What is needed — Please put every line of the material below into a numbered list, leaving out any blank lines.

Record list —
################
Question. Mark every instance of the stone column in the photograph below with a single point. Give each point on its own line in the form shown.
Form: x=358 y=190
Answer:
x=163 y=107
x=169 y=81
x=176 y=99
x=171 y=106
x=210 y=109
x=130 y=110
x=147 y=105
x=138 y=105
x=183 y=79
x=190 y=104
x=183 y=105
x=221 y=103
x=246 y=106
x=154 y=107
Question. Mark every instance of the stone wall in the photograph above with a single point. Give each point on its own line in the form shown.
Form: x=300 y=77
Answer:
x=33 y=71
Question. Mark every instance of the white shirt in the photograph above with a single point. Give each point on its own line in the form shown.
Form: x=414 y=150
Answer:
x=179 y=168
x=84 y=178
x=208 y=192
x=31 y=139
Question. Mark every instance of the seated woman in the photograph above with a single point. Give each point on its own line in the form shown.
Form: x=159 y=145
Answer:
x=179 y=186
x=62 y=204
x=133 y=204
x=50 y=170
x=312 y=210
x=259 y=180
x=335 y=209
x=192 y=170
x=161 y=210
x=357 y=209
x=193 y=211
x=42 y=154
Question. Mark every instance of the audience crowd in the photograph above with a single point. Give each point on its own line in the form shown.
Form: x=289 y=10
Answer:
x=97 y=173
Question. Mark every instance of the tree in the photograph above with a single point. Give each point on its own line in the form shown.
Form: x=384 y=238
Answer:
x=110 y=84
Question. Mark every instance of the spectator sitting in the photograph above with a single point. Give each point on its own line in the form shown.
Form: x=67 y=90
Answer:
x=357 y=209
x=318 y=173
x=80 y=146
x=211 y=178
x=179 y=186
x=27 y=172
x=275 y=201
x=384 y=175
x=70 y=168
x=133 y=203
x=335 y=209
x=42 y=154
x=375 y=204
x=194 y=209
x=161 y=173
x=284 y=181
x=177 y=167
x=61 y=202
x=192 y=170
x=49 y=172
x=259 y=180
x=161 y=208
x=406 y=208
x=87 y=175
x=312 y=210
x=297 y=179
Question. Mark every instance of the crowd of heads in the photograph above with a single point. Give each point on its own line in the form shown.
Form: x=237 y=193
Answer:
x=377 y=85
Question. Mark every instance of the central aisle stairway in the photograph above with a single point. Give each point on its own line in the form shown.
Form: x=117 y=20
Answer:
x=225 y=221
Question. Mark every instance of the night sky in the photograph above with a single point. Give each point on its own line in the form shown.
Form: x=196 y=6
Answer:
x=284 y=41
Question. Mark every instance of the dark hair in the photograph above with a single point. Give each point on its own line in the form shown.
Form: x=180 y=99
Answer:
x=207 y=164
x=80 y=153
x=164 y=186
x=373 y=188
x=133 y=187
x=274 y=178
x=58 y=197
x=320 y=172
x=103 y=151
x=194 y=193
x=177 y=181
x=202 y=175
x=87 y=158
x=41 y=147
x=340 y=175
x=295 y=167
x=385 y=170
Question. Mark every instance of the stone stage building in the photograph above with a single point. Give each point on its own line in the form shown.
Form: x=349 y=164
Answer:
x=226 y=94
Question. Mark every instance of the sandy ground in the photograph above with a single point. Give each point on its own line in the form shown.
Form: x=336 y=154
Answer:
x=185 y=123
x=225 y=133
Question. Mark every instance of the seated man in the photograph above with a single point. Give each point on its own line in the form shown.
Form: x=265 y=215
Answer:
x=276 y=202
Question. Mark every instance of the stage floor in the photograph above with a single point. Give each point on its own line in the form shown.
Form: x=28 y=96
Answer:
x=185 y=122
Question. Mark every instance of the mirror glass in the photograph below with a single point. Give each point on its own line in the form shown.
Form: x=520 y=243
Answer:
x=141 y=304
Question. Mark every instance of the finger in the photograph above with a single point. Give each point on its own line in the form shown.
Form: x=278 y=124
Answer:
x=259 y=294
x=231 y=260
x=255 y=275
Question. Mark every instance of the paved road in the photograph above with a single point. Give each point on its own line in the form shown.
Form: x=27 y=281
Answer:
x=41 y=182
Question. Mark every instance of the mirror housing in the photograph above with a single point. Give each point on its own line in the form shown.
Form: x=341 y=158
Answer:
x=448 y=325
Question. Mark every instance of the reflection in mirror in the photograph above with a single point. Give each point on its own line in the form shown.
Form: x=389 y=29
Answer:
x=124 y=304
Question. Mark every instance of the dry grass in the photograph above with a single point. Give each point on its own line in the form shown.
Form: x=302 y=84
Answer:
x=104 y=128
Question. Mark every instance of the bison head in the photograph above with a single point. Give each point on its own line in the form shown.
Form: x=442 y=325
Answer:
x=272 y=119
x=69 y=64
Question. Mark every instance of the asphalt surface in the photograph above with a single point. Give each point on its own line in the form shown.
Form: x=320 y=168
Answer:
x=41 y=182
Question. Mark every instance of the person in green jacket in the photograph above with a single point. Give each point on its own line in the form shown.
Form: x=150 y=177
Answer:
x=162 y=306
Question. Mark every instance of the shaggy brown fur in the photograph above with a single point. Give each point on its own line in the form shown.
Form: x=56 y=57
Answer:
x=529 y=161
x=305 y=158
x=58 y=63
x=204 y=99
################
Exercise output —
1. Question. Mark every instance of the stone column in the photograph below with a single point. Give each point on its own line in the form shown.
2. Form: x=358 y=190
3. Answer:
4. x=163 y=107
5. x=169 y=81
6. x=176 y=99
7. x=171 y=106
8. x=210 y=109
9. x=130 y=110
10. x=147 y=105
11. x=138 y=105
12. x=183 y=79
13. x=190 y=104
14. x=183 y=105
15. x=221 y=103
16. x=246 y=106
17. x=154 y=107
18. Question. Mark every instance of the stone wall in the photograph above with a single point. Give each point on its own line in the form shown.
19. Form: x=300 y=77
20. Answer:
21. x=33 y=71
22. Question. Mark every instance of the white shirt in the photograph above with a single point. Give each point on its own line in the form shown.
23. Form: x=414 y=150
24. Answer:
25. x=179 y=168
26. x=84 y=178
27. x=208 y=192
28. x=31 y=139
29. Question. Mark every instance of the seated woman in the photograph above with a single point. Give each point on its own line in the form shown.
30. Form: x=159 y=145
31. Answer:
32. x=179 y=186
33. x=62 y=204
34. x=133 y=204
35. x=50 y=170
36. x=312 y=210
37. x=259 y=180
38. x=335 y=209
39. x=192 y=170
40. x=161 y=210
41. x=357 y=209
42. x=193 y=211
43. x=42 y=154
44. Question. Mark every instance of the audience crowd in the photograph above with a single point. Give each point on its own line in the form shown.
45. Form: x=289 y=10
46. Answer:
47. x=97 y=173
48. Question. Mark every instance of the tree in the photograph above with a single point. Give each point on its own line in the form shown.
49. Form: x=384 y=238
50. Answer:
51. x=110 y=84
52. Question. Mark every instance of the spectator sitting in the photograph above with a single point. Give each point on its own line in the form shown.
53. Form: x=67 y=90
54. Answer:
55. x=357 y=209
56. x=318 y=173
57. x=80 y=146
58. x=211 y=178
59. x=179 y=186
60. x=27 y=172
61. x=275 y=201
62. x=384 y=175
63. x=70 y=168
64. x=133 y=203
65. x=335 y=209
66. x=42 y=154
67. x=375 y=204
68. x=194 y=209
69. x=161 y=173
70. x=284 y=181
71. x=177 y=167
72. x=61 y=202
73. x=192 y=170
74. x=49 y=172
75. x=259 y=180
76. x=161 y=208
77. x=406 y=208
78. x=87 y=175
79. x=312 y=210
80. x=297 y=179
81. Question. Mark every instance of the crowd of heads in the photograph above with a single point. Give each point on its own line in the form shown.
82. Form: x=237 y=193
83. Answer:
84. x=377 y=85
85. Question. Mark every instance of the central aisle stairway in the photograph above with a single point. Give each point on its own line in the form shown.
86. Form: x=117 y=20
87. Answer:
88. x=225 y=221
89. Question. Mark every instance of the night sky in the photograph above with a single point. Give each point on its own line in the form shown.
90. Form: x=196 y=6
91. Answer:
92. x=284 y=41
93. Question. Mark every instance of the dark hair in the photograph above with a single point. Give each point on its own line in the form shown.
94. Form: x=180 y=99
95. Answer:
96. x=207 y=164
97. x=80 y=153
98. x=164 y=186
99. x=373 y=188
100. x=133 y=187
101. x=274 y=178
102. x=58 y=197
103. x=320 y=172
104. x=103 y=151
105. x=194 y=193
106. x=177 y=181
107. x=202 y=175
108. x=87 y=158
109. x=41 y=147
110. x=340 y=175
111. x=295 y=167
112. x=385 y=170
113. Question. Mark every instance of the stone stage building in the photograph above with a single point. Give each point on its own line in the form shown.
114. Form: x=349 y=164
115. Answer:
116. x=226 y=94
117. Question. Mark every instance of the sandy ground in the photograph above with a single point. Give each point on its own line in the form shown.
118. Form: x=336 y=154
119. Answer:
120. x=185 y=123
121. x=225 y=133
122. Question. Mark every instance of the seated man in the photograph above with a single point. Give each point on its own line in the form shown.
123. Form: x=265 y=215
124. Answer:
125. x=276 y=202
126. Question. Mark every instance of the stage floor in the photograph above with a single point. Give each point on its own line in the form shown.
127. Form: x=28 y=96
128. Answer:
129. x=185 y=122
130. Question. Mark every instance of the mirror glass in the photograph below with a single point. Give each point on its own line in the form shown.
131. Form: x=520 y=243
132. Answer:
133. x=141 y=304
134. Question. Mark every instance of the finger in the photograph above with a single point. Give each point on its own line in the form shown.
135. Form: x=278 y=124
136. Answer:
137. x=259 y=294
138. x=231 y=260
139. x=255 y=275
140. Question. Mark every instance of the paved road in the photograph above with a single point. Give each point on its own line in the form shown.
141. Form: x=27 y=281
142. Answer:
143. x=41 y=182
144. Question. Mark every instance of the mirror housing in the photograph above with a single point. Give each point on its own line in the form shown.
145. Form: x=341 y=158
146. Answer:
147. x=448 y=325
148. Question. Mark every instance of the reflection in mirror in the photograph above with a single point. Give each point on its own line in the form shown.
149. Form: x=389 y=29
150. Answer:
151. x=124 y=304
152. Question. Mark every instance of the dry grass in the photograph above with a single point. Give each point on its own line in the form shown.
153. Form: x=302 y=84
154. Answer:
155. x=104 y=128
156. Question. Mark every instance of the bison head in the photograph above with a single point. Give each point on its own line in the form shown.
157. Form: x=442 y=325
158. Answer:
159. x=272 y=119
160. x=69 y=64
161. Question. Mark every instance of the asphalt surface in the photograph above with a single point. Give each point on its own line in the form shown.
162. Form: x=320 y=168
163. Answer:
164. x=41 y=182
165. Question. Mark every instance of the person in green jacket in the photograph above with a single point. Give each point on its own line in the form shown.
166. Form: x=150 y=177
167. Answer:
168. x=162 y=306
169. Question. Mark every instance of the shaggy brown fur in the photograph above with a single point. Give each point on its own line in the form shown.
170. Form: x=56 y=57
171. Answer:
172. x=529 y=161
173. x=305 y=158
174. x=58 y=63
175. x=204 y=99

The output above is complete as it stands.